• Exercise requirements
Pull out each line in the listing below that contains the word "long".

● ● ● ● ●

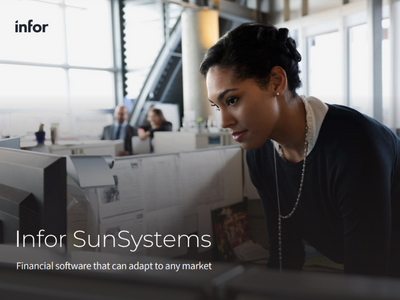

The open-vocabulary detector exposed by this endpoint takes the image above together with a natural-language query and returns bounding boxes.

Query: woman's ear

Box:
[268,66,287,95]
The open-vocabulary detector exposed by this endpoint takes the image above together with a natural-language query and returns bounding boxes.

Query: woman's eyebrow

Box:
[218,89,237,101]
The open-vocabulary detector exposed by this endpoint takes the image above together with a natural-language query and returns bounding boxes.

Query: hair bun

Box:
[286,38,301,62]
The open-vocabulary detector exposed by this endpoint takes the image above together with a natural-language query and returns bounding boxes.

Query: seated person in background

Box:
[101,105,138,156]
[138,108,172,141]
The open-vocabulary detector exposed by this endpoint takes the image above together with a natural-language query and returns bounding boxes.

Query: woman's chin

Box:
[238,141,264,151]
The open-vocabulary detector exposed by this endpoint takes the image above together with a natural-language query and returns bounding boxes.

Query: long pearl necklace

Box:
[272,103,308,272]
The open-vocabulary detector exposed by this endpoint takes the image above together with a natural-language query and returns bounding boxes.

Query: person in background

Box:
[138,108,172,141]
[101,105,138,156]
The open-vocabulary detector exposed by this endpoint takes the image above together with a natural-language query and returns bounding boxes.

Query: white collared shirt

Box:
[113,121,128,140]
[272,96,328,157]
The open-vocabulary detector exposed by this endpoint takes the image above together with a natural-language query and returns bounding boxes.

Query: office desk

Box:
[153,131,238,153]
[21,140,124,156]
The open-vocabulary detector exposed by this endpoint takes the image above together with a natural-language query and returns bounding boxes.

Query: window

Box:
[308,32,344,104]
[0,0,115,137]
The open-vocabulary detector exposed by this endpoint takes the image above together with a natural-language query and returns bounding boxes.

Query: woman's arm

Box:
[246,154,305,270]
[333,135,393,275]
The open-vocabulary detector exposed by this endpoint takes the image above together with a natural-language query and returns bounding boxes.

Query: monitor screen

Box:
[0,148,67,244]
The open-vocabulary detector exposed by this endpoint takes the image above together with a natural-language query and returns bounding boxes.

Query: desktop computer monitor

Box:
[0,147,67,243]
[0,137,21,149]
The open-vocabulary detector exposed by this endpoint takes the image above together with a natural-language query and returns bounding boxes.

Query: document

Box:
[97,159,144,219]
[142,155,182,212]
[99,210,147,256]
[146,205,188,258]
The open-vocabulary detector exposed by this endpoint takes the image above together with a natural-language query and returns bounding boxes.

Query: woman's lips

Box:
[232,130,247,142]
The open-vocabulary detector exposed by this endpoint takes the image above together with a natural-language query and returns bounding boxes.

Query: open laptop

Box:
[132,136,151,154]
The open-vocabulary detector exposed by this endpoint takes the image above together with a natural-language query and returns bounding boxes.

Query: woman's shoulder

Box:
[318,104,400,155]
[246,139,273,166]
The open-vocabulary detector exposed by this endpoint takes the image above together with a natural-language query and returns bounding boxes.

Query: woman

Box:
[138,108,172,140]
[200,24,400,276]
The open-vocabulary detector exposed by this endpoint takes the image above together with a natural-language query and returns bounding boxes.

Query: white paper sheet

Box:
[97,159,144,219]
[100,210,147,256]
[197,204,214,253]
[67,184,99,250]
[147,205,187,258]
[210,147,243,210]
[143,155,182,212]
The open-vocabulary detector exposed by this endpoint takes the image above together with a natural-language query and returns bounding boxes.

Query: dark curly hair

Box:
[200,23,301,96]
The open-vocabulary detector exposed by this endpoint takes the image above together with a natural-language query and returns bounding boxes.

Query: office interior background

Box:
[0,0,400,140]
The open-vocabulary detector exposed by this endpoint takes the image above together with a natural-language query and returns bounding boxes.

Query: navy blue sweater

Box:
[246,105,400,276]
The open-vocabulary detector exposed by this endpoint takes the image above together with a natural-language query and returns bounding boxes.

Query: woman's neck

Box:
[271,95,306,163]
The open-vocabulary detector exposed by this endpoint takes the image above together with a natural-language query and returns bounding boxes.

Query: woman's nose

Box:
[221,108,236,128]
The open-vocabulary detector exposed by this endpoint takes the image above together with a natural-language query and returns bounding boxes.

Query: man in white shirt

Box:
[101,105,138,155]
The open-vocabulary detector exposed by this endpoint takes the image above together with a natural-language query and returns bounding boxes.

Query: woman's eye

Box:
[226,98,238,105]
[211,104,219,111]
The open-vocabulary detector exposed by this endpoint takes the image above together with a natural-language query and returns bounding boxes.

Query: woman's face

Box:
[206,67,279,150]
[147,111,161,128]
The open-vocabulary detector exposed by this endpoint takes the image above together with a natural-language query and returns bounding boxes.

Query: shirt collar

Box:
[114,120,128,128]
[272,96,328,157]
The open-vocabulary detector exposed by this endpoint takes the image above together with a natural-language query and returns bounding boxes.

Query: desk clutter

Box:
[67,146,244,258]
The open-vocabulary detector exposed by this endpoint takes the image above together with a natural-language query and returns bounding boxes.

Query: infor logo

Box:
[15,20,49,33]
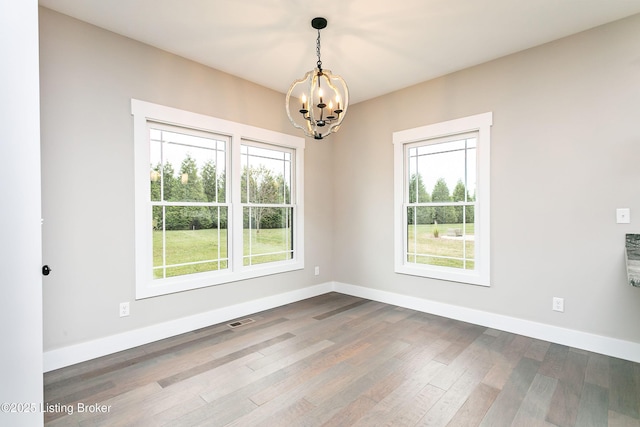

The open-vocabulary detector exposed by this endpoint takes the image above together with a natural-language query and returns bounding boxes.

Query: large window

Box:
[132,100,304,298]
[393,113,492,285]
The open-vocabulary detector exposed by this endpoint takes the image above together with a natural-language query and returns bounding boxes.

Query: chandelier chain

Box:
[316,30,322,70]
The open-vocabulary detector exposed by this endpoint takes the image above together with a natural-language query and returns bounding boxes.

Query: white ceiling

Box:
[39,0,640,103]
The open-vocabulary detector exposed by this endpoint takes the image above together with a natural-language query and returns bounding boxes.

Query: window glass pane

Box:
[243,206,293,265]
[240,145,292,204]
[467,144,477,201]
[150,129,226,203]
[416,141,465,202]
[153,206,228,279]
[149,135,162,202]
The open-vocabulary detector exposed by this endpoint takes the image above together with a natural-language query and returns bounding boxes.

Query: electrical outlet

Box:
[616,208,631,224]
[120,301,129,317]
[551,297,564,313]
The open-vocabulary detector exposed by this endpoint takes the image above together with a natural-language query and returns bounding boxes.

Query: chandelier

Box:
[285,18,349,139]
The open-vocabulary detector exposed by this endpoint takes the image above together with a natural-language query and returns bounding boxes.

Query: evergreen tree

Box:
[431,178,456,224]
[407,173,433,224]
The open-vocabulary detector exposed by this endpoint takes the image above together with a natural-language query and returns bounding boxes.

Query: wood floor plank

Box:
[584,353,609,390]
[158,333,294,387]
[43,292,640,427]
[512,374,558,426]
[547,351,588,427]
[416,357,492,426]
[576,383,609,427]
[609,357,640,418]
[480,357,540,427]
[447,383,500,427]
[354,360,445,427]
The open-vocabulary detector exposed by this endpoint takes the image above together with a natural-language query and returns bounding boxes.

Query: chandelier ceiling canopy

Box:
[285,18,349,139]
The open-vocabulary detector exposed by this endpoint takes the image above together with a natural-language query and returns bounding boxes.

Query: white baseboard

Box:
[43,282,640,372]
[333,282,640,363]
[43,282,333,372]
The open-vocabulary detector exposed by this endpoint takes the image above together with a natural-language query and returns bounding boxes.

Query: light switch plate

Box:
[616,208,631,224]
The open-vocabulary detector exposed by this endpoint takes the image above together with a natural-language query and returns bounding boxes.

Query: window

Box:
[131,100,304,299]
[393,113,492,286]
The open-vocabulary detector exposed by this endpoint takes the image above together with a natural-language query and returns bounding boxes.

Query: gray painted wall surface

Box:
[334,15,640,342]
[40,9,640,350]
[40,8,333,351]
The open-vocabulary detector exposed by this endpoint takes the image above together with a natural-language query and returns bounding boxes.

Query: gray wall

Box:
[40,9,640,350]
[333,16,640,342]
[40,8,333,351]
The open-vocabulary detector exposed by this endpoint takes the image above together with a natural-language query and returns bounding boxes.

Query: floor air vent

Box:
[227,318,255,328]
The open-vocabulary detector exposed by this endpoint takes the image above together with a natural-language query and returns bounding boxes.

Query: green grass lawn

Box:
[153,229,291,278]
[407,224,475,269]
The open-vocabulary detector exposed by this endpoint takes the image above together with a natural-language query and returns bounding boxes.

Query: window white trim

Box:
[393,112,493,286]
[131,99,305,299]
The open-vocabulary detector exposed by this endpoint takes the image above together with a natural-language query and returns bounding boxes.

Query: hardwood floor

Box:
[44,293,640,427]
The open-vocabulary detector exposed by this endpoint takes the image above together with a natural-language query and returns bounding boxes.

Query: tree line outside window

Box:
[151,154,290,230]
[407,173,475,225]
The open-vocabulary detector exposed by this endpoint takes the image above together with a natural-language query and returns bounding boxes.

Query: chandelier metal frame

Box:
[285,17,349,139]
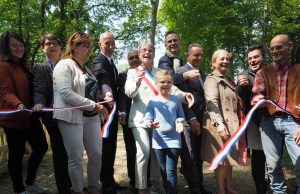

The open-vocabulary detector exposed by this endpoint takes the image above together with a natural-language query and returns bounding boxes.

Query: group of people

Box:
[0,28,300,194]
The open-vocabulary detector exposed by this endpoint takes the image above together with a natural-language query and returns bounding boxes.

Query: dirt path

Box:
[0,133,296,194]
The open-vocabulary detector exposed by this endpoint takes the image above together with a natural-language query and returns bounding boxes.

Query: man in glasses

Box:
[93,32,126,194]
[252,34,300,194]
[33,33,71,194]
[117,50,141,193]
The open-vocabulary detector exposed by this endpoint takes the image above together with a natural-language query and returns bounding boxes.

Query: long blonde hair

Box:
[61,32,94,59]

● ● ● ● ●

• Task output
Query: long pearl necklace
Query: long blonde hair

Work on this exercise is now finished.